§ **Entries provided**:
-.-.-
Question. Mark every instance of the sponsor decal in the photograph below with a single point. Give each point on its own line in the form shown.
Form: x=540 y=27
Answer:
-.-.-
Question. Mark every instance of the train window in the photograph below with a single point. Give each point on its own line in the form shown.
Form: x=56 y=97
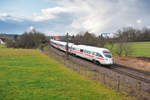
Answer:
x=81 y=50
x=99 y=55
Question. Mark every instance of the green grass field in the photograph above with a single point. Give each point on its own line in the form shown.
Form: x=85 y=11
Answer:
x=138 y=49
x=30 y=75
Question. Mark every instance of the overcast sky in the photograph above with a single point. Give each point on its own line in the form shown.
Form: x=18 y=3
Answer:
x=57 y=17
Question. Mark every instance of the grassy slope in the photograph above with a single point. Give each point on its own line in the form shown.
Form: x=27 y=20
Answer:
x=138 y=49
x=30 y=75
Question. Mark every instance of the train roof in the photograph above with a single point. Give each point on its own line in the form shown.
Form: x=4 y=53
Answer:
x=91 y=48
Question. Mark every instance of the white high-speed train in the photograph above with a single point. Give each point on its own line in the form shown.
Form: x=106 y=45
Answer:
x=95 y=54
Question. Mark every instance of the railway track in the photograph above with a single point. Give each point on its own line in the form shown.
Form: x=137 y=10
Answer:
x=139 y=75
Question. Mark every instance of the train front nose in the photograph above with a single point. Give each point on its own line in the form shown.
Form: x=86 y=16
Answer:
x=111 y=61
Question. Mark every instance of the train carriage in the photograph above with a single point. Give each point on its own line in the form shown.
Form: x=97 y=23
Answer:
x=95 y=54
-.-.-
§ **What is needed**:
What lines in the material above contain the word "train"? Copy them out.

§ **Reply to the exercise**:
Question. Mark every instance of the train window in the photograph below with a single point. Give each point on its own line in the form shown.
Question. Mark every instance of the train roof in the photograph above with a single point. Give each point on its own line in the form shown.
Question. Mark every instance of the white high-speed train in the photograph above with a single point. Give each point on its own line in the form shown.
Question. Mark every instance of the train front nose in the photograph above with a single point. Give each point on its own line in the form shown.
Question. Mark every instance of the train carriage in the photograph above with a single point. Give each point on its own line in the form shown.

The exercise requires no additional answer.